= Beginning of Section =

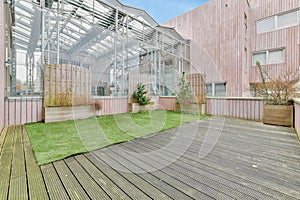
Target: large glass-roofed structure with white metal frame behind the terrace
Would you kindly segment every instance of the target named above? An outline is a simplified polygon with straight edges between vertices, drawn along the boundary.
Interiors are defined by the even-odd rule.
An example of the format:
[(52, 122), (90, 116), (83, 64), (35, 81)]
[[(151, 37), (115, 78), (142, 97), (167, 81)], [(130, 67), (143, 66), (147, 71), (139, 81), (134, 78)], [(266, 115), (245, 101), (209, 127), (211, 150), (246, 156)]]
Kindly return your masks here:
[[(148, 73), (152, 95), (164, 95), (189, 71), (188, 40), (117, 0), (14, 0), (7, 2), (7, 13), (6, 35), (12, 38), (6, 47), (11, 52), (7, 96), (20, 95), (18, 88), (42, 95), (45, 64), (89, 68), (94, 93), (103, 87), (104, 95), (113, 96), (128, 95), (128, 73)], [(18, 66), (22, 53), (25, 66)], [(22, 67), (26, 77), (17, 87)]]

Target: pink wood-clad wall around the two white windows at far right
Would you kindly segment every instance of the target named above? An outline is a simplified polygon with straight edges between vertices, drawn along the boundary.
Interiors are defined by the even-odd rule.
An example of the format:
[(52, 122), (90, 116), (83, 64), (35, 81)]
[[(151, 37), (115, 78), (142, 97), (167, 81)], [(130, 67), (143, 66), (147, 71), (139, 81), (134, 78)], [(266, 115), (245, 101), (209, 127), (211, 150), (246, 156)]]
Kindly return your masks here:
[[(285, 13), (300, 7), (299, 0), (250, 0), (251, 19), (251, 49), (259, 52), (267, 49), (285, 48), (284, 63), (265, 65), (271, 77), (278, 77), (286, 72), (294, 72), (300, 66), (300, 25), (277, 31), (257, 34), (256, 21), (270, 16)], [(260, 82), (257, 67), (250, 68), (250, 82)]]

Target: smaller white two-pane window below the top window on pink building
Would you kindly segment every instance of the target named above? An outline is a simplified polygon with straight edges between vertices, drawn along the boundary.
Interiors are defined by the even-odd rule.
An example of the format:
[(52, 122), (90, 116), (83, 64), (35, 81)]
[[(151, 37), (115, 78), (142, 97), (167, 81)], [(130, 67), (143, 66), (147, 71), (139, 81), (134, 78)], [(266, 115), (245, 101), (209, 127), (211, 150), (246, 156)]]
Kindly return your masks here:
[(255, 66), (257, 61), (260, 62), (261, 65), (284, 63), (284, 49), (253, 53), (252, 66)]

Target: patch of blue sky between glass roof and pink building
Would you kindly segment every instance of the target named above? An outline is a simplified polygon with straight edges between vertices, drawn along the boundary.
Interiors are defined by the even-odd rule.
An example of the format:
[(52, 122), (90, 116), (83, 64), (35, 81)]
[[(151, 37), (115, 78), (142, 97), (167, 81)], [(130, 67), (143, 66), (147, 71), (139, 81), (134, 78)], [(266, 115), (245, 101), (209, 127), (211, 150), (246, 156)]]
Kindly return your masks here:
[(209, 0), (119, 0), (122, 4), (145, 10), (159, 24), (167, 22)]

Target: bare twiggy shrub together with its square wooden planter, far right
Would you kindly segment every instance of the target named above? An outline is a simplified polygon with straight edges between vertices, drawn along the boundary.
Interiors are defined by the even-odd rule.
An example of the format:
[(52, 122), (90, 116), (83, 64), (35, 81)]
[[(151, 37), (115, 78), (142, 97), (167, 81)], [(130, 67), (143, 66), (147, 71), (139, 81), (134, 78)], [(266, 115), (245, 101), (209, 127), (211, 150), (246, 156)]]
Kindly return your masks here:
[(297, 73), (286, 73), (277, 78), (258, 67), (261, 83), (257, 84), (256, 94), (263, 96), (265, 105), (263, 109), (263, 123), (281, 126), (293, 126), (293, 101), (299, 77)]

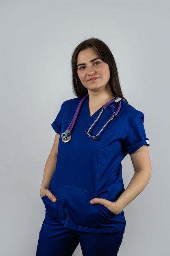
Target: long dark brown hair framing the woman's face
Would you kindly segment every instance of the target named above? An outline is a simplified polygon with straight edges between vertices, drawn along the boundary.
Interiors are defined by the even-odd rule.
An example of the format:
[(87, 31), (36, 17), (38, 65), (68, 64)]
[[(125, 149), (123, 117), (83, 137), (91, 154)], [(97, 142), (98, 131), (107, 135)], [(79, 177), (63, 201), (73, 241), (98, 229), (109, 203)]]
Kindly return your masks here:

= End of Section =
= Beginning of Section =

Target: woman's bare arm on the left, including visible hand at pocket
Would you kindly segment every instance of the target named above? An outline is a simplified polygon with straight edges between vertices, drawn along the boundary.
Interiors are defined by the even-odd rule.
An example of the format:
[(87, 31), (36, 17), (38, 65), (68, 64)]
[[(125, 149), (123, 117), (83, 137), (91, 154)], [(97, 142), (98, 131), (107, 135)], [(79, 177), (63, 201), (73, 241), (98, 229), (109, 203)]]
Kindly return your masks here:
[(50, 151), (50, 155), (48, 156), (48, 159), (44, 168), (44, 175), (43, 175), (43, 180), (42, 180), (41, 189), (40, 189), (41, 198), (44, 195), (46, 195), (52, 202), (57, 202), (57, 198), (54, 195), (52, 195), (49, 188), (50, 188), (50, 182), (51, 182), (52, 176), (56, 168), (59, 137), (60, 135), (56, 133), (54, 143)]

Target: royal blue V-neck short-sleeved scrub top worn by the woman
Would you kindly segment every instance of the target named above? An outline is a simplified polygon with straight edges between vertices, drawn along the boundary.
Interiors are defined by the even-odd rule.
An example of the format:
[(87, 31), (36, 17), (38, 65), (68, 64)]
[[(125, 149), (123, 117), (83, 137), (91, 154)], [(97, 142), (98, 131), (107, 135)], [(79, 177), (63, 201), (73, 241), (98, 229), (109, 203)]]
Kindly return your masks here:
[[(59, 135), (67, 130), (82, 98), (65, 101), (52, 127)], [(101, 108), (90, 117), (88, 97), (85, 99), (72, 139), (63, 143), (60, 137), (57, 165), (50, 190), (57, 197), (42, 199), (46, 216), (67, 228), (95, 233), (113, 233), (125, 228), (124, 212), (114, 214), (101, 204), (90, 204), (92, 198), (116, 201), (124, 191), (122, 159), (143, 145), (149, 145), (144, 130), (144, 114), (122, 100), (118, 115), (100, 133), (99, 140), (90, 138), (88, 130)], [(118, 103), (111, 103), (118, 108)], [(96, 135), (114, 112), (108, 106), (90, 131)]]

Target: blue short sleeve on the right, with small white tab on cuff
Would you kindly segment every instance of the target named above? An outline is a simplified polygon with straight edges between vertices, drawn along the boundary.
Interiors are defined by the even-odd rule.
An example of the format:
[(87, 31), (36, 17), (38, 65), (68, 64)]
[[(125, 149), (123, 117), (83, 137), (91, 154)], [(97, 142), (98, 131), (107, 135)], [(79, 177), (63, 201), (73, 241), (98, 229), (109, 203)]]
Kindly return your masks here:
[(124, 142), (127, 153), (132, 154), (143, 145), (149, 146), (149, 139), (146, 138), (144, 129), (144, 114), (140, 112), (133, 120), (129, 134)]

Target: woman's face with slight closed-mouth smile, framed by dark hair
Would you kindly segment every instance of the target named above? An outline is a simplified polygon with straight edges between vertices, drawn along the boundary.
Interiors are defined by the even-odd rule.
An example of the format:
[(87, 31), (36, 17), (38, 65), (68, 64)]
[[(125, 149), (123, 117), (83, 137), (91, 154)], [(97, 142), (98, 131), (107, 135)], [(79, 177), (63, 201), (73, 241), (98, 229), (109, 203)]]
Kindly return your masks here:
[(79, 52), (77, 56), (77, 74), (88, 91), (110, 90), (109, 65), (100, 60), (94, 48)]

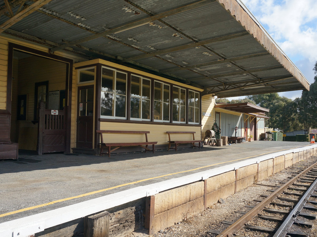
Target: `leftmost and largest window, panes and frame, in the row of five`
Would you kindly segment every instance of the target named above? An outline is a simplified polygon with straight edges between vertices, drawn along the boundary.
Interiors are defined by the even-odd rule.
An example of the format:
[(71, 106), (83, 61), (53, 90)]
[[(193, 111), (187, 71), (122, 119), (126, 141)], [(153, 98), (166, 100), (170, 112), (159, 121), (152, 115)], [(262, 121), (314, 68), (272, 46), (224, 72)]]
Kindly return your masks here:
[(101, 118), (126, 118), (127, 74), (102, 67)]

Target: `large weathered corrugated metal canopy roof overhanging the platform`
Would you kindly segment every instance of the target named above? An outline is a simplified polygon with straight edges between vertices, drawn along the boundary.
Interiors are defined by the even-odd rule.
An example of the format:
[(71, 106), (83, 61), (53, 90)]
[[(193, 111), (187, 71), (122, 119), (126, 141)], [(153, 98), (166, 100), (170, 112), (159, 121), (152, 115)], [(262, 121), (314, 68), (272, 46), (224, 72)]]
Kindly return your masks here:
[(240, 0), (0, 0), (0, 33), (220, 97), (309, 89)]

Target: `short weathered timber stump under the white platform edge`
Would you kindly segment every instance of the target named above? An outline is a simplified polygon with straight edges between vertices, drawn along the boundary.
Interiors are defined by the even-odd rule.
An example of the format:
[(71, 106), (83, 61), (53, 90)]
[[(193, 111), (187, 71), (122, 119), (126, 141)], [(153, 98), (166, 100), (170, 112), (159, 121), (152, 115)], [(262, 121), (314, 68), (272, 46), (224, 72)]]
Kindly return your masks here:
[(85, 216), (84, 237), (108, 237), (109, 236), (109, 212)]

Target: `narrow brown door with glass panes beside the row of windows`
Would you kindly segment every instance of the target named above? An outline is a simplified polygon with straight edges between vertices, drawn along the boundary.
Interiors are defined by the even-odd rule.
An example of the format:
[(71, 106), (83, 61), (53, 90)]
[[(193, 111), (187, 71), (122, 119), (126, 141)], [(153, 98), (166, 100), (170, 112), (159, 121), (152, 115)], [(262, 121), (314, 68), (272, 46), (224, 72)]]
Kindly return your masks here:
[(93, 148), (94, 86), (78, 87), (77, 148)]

= End of Section =

- [Assignment]:
Pull every line containing "windows" from the material above.

- [Task answer]:
Target: pink wood-clad wall around the two white windows at far right
Target: `narrow brown door with glass panes beside the row of windows`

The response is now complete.